## [EXERCISE DESCRIPTION]
Swap "stone bridge" for "arch bridge" in the items, beginning at the first line and stopping after the line that has "pixel 242 277", and write those lines out again with everything else unchanged.

Entries from a pointing dataset
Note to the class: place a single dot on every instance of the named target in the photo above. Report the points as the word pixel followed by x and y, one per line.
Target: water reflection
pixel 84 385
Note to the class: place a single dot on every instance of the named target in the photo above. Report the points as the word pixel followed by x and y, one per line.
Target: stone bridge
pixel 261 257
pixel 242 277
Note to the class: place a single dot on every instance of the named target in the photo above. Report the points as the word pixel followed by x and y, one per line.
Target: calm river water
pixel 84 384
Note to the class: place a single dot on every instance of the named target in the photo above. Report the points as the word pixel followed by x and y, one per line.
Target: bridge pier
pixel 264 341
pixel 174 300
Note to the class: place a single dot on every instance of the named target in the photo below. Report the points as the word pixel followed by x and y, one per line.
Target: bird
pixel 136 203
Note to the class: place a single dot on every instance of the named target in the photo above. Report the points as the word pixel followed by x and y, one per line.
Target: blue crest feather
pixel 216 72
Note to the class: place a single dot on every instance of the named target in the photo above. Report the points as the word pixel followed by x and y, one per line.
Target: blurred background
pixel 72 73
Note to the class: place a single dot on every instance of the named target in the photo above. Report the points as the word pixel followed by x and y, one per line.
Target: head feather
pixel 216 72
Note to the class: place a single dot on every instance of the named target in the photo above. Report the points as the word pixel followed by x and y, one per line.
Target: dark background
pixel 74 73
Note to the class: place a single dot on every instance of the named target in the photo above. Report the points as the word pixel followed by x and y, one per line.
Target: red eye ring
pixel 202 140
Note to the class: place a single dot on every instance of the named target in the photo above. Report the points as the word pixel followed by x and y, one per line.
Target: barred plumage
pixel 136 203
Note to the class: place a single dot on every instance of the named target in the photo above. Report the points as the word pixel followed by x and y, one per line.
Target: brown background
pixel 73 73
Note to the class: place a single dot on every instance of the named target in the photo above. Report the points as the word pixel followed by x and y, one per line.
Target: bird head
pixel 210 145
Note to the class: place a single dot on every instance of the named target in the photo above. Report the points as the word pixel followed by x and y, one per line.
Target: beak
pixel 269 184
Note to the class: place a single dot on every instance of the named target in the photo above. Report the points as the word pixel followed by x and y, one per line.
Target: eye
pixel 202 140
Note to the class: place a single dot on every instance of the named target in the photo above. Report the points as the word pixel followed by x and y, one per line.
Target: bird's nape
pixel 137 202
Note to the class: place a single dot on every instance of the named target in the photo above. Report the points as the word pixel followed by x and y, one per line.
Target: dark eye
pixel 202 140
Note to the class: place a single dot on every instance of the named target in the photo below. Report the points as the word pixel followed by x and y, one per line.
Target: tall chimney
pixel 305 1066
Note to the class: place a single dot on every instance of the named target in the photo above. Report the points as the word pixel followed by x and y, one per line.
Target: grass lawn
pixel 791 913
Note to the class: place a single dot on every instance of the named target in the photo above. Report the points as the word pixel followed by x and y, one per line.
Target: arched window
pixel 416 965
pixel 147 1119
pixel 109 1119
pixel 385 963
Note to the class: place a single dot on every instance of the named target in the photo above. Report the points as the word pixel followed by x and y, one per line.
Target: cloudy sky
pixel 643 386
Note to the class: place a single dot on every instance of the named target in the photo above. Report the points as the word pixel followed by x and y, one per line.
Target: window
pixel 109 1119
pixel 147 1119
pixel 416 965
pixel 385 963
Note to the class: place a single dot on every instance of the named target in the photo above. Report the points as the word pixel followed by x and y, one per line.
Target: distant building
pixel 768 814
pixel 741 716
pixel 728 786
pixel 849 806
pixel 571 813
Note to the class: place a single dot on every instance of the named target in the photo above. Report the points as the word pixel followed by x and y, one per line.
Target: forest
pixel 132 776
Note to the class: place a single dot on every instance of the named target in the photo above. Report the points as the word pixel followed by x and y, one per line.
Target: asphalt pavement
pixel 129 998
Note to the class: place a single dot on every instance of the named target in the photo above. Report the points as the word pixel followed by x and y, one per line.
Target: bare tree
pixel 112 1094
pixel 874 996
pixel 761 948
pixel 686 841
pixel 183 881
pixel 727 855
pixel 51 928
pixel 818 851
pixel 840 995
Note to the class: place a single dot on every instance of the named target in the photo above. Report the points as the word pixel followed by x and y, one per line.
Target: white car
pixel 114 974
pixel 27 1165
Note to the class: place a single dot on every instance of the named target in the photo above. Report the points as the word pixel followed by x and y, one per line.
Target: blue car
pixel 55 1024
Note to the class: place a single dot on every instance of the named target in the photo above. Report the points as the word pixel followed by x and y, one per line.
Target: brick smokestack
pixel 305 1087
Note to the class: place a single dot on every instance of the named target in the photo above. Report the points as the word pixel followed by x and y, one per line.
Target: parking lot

## [RESULT]
Note to the class: place a single dot on every instance of the named target in the photo above. Report the points as the word pixel followed by x and y, one per line.
Target: water reflection
pixel 84 385
Note to the class: place a single dot on every instance of the named target in the photo above. Report the points as the word pixel followed by x and y, one per line.
Target: arch bridge
pixel 261 257
pixel 242 277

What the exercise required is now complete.